- [Passage provided]:
■ ■ ■ ■ ■ ■ ■

The Octopus is a type of amusement ride in the shape of an octopus. Five to eight arms attached to a central axis of rotation and move up and down in a wavelike motion, while cars at the end of the arms, either attached directly to the arm or fixed on spinning crosses, spin freely or stay in place, depending on the exact type of ride. Each Octopus ride has the arms attached the middle of the ride. The middle or centric of the ride will move somehow (Octopus head, Spider cylinder object, and so on). Most octopus rides require guests to be at least 42 inches to ride without an adult; smaller children must have an adult with them. This is a regular at the annual AGS and AHS fairs in Ateneo de Manila University

Different Types of Octopus

There are many different kinds of Octopus. They include:
 Eyerly Octopus — One of the oldest of the Octopus rides, this variant, built by the Eyerly Aircraft Company of Oregon, has eight arms, with one car attached to each arm. As the arms move up and down, the cars can spin freely. The arms, much like the other Eyerly designs, stay in a fixed position, and can not be lowered. This means that the ride must be loaded car by car by the operator, rather than all at once.

■ ■ ■ ■ ■ ■ ■

- [Recorded information]:
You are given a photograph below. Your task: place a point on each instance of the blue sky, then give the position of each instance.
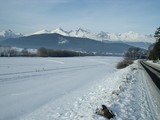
(118, 16)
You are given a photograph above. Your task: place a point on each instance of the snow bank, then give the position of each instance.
(125, 92)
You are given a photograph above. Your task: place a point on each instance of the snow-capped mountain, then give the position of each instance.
(41, 32)
(102, 36)
(60, 31)
(82, 33)
(10, 34)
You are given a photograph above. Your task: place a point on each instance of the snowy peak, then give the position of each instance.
(10, 34)
(60, 31)
(42, 32)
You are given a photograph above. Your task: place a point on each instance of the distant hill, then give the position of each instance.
(59, 42)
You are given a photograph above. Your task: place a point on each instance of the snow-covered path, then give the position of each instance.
(73, 88)
(27, 84)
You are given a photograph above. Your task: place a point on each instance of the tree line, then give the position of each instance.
(155, 48)
(9, 51)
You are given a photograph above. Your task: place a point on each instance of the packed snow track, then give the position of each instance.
(27, 84)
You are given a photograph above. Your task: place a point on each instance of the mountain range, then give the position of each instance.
(102, 36)
(58, 42)
(82, 33)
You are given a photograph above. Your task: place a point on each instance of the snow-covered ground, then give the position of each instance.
(72, 89)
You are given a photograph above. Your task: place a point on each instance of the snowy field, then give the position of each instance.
(72, 89)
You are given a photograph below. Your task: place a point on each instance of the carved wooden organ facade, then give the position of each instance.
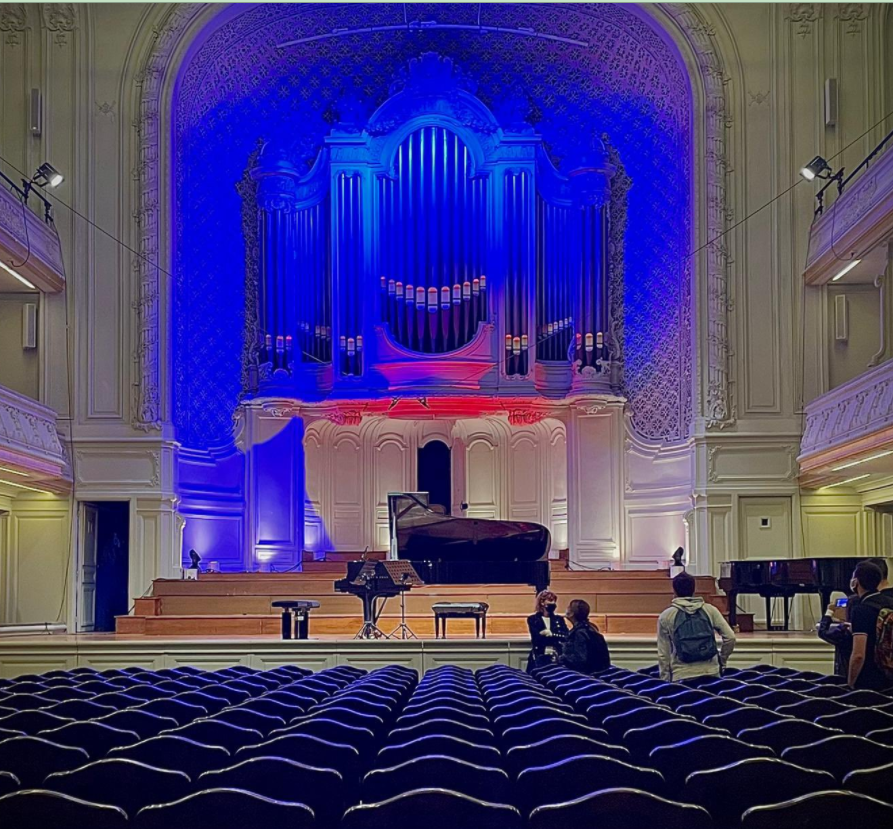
(431, 248)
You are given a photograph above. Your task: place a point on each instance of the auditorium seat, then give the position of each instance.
(433, 809)
(786, 733)
(555, 749)
(176, 753)
(301, 747)
(127, 784)
(551, 727)
(437, 744)
(820, 811)
(840, 754)
(96, 738)
(576, 777)
(857, 720)
(618, 724)
(142, 722)
(729, 791)
(8, 782)
(31, 759)
(436, 771)
(749, 716)
(322, 789)
(641, 741)
(621, 809)
(213, 733)
(30, 722)
(225, 809)
(40, 809)
(876, 782)
(678, 761)
(245, 718)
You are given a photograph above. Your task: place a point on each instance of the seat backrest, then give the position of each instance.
(729, 791)
(436, 771)
(840, 754)
(31, 759)
(225, 809)
(877, 782)
(211, 733)
(785, 733)
(678, 761)
(575, 777)
(323, 790)
(142, 722)
(555, 749)
(177, 753)
(127, 784)
(821, 809)
(435, 808)
(480, 755)
(33, 808)
(96, 738)
(621, 809)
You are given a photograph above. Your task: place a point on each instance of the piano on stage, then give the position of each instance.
(783, 578)
(443, 549)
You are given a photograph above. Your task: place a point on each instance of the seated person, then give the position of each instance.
(585, 649)
(547, 631)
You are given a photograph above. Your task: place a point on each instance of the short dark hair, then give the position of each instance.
(578, 610)
(868, 575)
(684, 586)
(881, 564)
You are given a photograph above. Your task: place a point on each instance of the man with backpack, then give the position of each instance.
(871, 663)
(686, 635)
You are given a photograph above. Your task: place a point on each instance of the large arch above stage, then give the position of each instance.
(202, 390)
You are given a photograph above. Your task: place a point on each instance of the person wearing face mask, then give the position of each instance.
(548, 631)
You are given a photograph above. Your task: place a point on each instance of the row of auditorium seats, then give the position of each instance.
(499, 748)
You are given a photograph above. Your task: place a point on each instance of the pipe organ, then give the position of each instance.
(431, 248)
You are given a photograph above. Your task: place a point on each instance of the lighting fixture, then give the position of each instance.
(844, 271)
(862, 460)
(815, 168)
(18, 276)
(23, 486)
(848, 481)
(47, 176)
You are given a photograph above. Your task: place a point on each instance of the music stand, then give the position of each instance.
(404, 574)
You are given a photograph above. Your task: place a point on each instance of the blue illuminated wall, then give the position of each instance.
(237, 87)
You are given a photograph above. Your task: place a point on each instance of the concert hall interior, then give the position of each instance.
(333, 333)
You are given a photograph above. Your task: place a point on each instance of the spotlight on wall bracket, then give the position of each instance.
(817, 168)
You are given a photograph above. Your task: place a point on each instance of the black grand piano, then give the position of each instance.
(783, 578)
(444, 549)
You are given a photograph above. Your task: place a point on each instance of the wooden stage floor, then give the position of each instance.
(40, 653)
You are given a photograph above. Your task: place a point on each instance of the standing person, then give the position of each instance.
(548, 631)
(585, 650)
(864, 671)
(686, 635)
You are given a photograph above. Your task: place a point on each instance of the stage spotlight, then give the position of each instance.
(815, 168)
(47, 176)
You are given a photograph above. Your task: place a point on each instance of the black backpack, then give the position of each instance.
(693, 636)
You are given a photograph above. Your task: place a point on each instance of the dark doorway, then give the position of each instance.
(104, 564)
(435, 473)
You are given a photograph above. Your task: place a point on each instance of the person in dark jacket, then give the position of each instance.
(585, 650)
(548, 631)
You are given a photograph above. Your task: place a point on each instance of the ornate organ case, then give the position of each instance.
(432, 247)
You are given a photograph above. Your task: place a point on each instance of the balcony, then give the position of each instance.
(26, 238)
(848, 433)
(31, 455)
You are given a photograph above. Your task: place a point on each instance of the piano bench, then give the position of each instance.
(460, 610)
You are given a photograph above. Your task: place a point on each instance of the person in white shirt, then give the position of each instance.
(686, 635)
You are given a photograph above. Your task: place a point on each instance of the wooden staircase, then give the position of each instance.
(239, 604)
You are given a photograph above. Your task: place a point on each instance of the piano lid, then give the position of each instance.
(419, 533)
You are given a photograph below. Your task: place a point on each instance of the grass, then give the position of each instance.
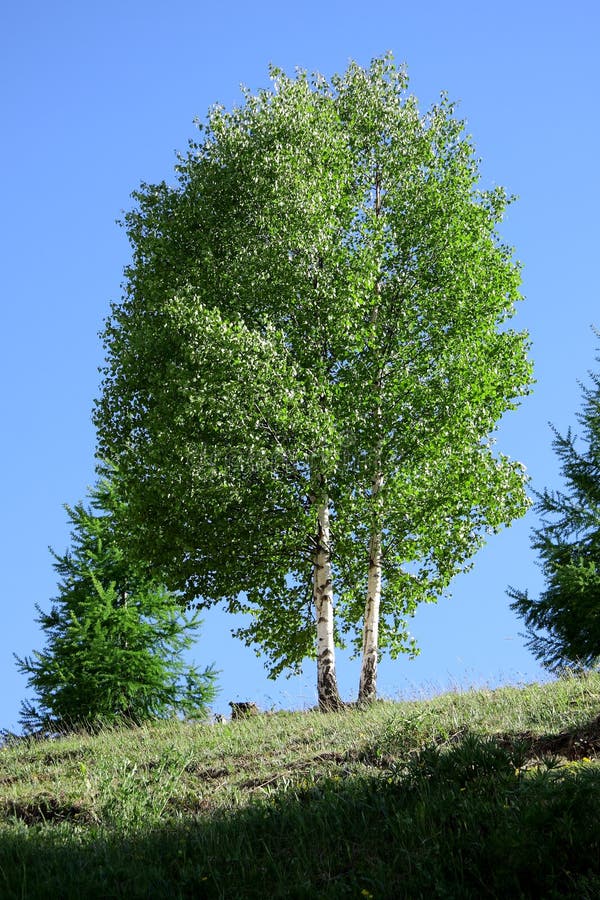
(475, 794)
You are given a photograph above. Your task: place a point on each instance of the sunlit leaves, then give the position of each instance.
(321, 299)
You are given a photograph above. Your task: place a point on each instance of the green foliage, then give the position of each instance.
(114, 637)
(563, 623)
(321, 299)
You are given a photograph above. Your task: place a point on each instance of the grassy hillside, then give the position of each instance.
(479, 794)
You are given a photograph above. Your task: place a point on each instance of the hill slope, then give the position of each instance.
(478, 794)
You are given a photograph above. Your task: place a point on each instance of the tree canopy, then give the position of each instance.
(308, 363)
(563, 623)
(114, 638)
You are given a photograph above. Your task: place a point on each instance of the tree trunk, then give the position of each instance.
(327, 689)
(367, 691)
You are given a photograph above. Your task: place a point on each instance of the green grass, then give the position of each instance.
(476, 794)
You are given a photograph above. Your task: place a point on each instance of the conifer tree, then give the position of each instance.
(114, 638)
(563, 623)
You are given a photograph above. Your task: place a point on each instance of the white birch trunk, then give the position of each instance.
(327, 688)
(367, 690)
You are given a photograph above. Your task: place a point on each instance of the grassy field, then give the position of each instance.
(475, 794)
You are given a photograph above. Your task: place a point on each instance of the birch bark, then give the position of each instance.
(327, 689)
(367, 690)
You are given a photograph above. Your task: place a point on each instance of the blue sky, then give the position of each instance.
(98, 97)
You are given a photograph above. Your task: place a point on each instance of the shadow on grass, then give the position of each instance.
(464, 821)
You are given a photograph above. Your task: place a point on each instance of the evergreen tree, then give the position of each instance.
(114, 638)
(563, 623)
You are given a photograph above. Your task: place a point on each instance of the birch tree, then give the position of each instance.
(307, 365)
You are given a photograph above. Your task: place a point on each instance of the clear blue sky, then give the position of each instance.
(97, 97)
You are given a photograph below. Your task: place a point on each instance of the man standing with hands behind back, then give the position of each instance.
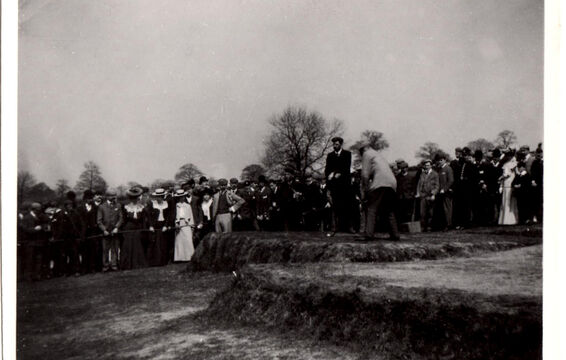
(109, 219)
(337, 173)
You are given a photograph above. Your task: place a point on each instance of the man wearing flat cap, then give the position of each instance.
(109, 220)
(337, 173)
(378, 186)
(34, 242)
(406, 190)
(224, 206)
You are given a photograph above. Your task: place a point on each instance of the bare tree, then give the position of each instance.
(26, 181)
(252, 172)
(187, 172)
(162, 183)
(429, 150)
(61, 188)
(91, 179)
(298, 142)
(506, 138)
(481, 144)
(375, 139)
(41, 193)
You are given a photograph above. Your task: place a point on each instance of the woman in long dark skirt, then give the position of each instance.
(160, 217)
(132, 255)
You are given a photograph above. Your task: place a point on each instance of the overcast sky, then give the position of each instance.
(142, 87)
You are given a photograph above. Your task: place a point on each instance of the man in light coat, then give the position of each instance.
(378, 185)
(224, 205)
(426, 190)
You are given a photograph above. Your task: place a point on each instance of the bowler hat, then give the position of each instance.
(338, 138)
(88, 194)
(134, 191)
(179, 193)
(35, 206)
(159, 192)
(111, 193)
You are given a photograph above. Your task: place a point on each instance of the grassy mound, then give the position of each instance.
(479, 308)
(227, 252)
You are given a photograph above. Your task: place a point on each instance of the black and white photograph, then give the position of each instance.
(294, 179)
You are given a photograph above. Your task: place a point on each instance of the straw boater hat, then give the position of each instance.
(134, 192)
(180, 193)
(160, 192)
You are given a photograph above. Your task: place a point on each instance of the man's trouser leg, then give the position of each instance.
(447, 205)
(109, 252)
(223, 223)
(382, 201)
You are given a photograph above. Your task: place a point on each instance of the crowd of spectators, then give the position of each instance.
(99, 232)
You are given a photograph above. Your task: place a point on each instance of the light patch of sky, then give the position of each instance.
(142, 87)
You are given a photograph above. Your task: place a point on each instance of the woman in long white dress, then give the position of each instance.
(509, 213)
(184, 223)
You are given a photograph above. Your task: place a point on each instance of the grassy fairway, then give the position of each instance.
(143, 314)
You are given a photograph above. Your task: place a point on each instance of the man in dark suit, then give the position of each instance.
(337, 172)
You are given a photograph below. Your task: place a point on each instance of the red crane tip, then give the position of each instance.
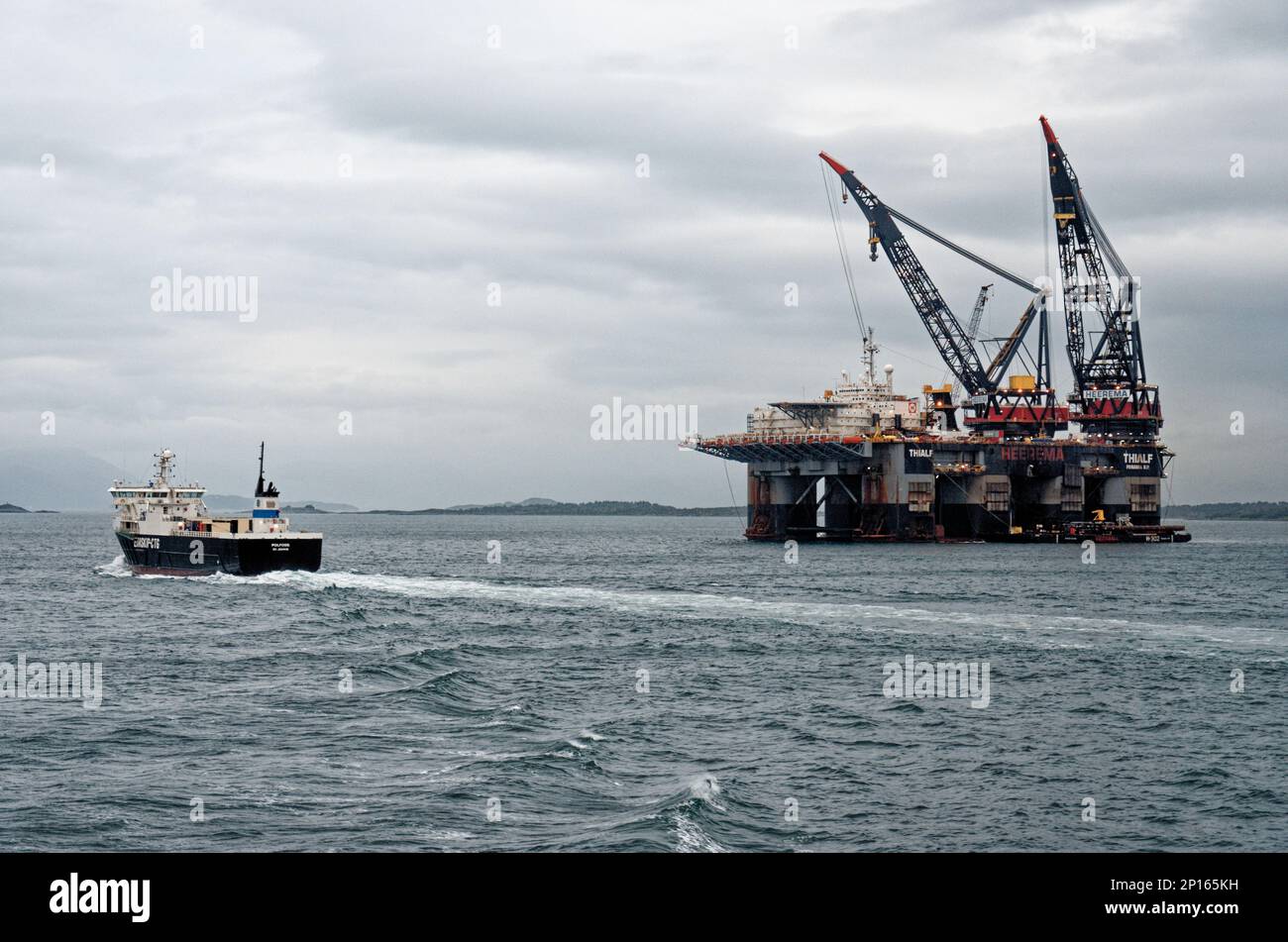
(832, 162)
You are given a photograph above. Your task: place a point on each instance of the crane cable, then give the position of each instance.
(842, 249)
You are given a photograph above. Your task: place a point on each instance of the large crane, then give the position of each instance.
(977, 317)
(1026, 409)
(1111, 389)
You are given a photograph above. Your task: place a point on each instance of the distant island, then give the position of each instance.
(16, 508)
(541, 506)
(1257, 510)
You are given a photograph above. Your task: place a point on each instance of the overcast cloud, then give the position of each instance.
(516, 164)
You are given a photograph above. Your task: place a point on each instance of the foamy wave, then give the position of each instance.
(692, 839)
(711, 606)
(116, 569)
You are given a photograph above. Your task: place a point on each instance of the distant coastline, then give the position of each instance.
(1257, 510)
(592, 508)
(540, 506)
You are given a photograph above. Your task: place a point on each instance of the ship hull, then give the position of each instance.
(209, 555)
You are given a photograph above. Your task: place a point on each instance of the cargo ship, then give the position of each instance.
(165, 529)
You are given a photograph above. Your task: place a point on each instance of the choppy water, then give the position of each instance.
(516, 686)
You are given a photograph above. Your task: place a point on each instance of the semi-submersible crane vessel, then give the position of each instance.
(862, 463)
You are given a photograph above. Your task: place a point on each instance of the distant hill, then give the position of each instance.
(1257, 510)
(593, 508)
(56, 476)
(529, 502)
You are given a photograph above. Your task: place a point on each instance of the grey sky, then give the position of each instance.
(516, 164)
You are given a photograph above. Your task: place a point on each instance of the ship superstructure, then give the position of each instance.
(165, 529)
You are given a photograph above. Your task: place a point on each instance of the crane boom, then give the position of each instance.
(945, 331)
(977, 317)
(1111, 381)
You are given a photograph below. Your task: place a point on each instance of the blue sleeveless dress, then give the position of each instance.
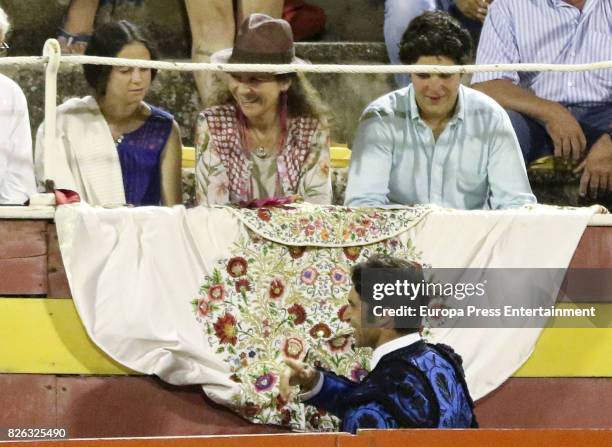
(140, 158)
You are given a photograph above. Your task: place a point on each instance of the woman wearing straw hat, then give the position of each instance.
(268, 135)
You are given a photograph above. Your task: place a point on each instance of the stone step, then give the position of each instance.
(167, 22)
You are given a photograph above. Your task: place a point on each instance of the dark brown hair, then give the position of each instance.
(107, 41)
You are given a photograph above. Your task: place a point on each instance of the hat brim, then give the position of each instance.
(223, 57)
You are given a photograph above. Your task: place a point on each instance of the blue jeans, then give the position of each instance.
(535, 141)
(399, 13)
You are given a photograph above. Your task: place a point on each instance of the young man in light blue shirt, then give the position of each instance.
(437, 141)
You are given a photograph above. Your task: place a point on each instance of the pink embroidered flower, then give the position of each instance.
(225, 329)
(237, 266)
(342, 313)
(293, 347)
(309, 275)
(320, 330)
(264, 214)
(352, 253)
(286, 419)
(203, 306)
(297, 252)
(243, 285)
(265, 382)
(298, 313)
(277, 288)
(216, 292)
(338, 275)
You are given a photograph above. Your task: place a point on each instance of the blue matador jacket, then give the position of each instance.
(417, 386)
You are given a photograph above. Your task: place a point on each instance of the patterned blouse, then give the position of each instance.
(227, 173)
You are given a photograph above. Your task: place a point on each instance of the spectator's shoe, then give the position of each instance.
(72, 43)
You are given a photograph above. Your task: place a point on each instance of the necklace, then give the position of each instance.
(260, 152)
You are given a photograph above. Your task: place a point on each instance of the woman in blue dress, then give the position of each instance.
(113, 147)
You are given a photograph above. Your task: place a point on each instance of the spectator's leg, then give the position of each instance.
(398, 14)
(212, 29)
(532, 136)
(78, 26)
(595, 121)
(273, 8)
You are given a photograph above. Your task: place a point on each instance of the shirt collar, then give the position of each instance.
(459, 112)
(393, 345)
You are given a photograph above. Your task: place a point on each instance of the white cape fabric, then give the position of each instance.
(83, 157)
(132, 273)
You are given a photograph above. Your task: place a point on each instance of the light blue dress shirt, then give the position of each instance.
(550, 32)
(476, 162)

■ ■ ■ ■ ■ ■ ■

- [Task requirements]:
1 – In one to three sentences, explain why the passage on Octopus rides says the Eyerly Octopus must be loaded by the operator car by car.
2 – Please carry on the passage about Octopus rides from the point where it stops.
The material above was drawn from a separate source.

- [The responses]:
1 – Its arms stay in a fixed position and cannot be lowered. The operator therefore has to load it one car at a time rather than all at once.

2 –
 Eyerly Spider — This ride is similar to the Octopus, but with only six arms each of which has two cars on a spinning crossbar.
 Eyerly Monster — Easily the fanciest of the Eyerly designs, this ride has six arms like the spider, but with four cars, rather than two, attached to a spinning cross. 
 Klaus (SDC) Polyp — Originally built in the 1960s by Klaus of Germany, this ride has five arms, with 4 cars attached to a spinning cross at the end of each arm. This variation of the Octopus, though similar to the Eyerly Monster design, differs in two key ways: the cars do not spin since they are attached to the side of the cross arm, and the main arms have the ability to move up and down, rather than staying in a fixed position. This makes the loading and unloading of the ride much quicker and easier. Although the Klaus machines are not extremely common, this design became very popular in Western Europe, with the most common builders of these attractions being Bakker and CAH, both of the Netherlands. 
 Schwarzkopf Monster — This popular variant built by Schwarzkopf of Germany is similar to the Klaus Polyp, but much like Eyerly Monster, the cars are allowed to spin freely on the cross, rather than being attached to the side. The ride has five arms, with either four or five cars attached to each arm. There have been three different models of Monster built by Schwarzkopf (with the most popular being the Monster III), but they all function the same. Sartori of Italy also makes a similar ride.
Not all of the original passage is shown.